*Written instruction*:
Return every line of the data below that contains the string "Note", copying each such line in full.

*Data supplied*:

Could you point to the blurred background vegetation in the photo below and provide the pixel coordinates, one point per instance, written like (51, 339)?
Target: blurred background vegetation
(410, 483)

---

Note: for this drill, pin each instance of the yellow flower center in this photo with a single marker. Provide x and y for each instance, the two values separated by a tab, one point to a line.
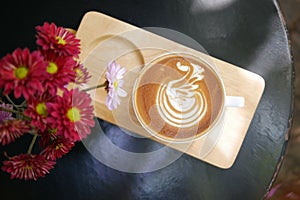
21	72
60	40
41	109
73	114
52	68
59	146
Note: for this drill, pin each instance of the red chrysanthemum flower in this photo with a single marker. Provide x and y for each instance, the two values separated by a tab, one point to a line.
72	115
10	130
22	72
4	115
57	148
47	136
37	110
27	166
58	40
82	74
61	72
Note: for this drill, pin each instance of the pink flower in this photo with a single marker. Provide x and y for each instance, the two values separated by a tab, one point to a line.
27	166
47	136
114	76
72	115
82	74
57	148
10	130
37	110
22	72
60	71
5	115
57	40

==

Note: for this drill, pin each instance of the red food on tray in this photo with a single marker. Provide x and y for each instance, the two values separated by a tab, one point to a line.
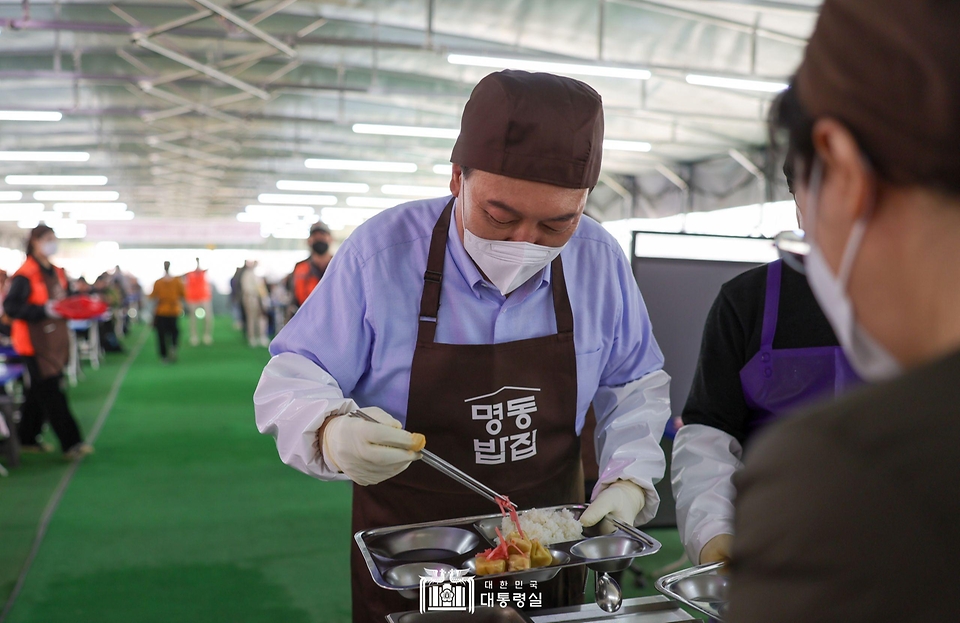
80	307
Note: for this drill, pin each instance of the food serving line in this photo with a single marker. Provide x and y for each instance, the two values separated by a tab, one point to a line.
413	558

*Output*:
Note: for this drill, pin each instance of the yellow flower center in this photo with a single marker. Provide x and y for each instance, the two values separated by a tab, one point to a line.
Note: for this drill, pin each instance of the red chrysanthemum flower in this photo with a single marker. Provide x and y for each instance, the two values separated by a tab, one point to a line.
Note: for this drill, pin each instance of the pink flower in this photo with a single marker. Provide x and y for each instance, the two values separated by a tab, one point to a line.
Note: for this drill, pin each instance of the red food on tray in this photo with a single marker. Provide x and y for each instance, the two values separated by a tab, one point to a line.
Note: for this drill, pin each instance of the food serving line in this photo with a single marker. Provide x and y for each instance, the two values separated by a tab, one point to a line.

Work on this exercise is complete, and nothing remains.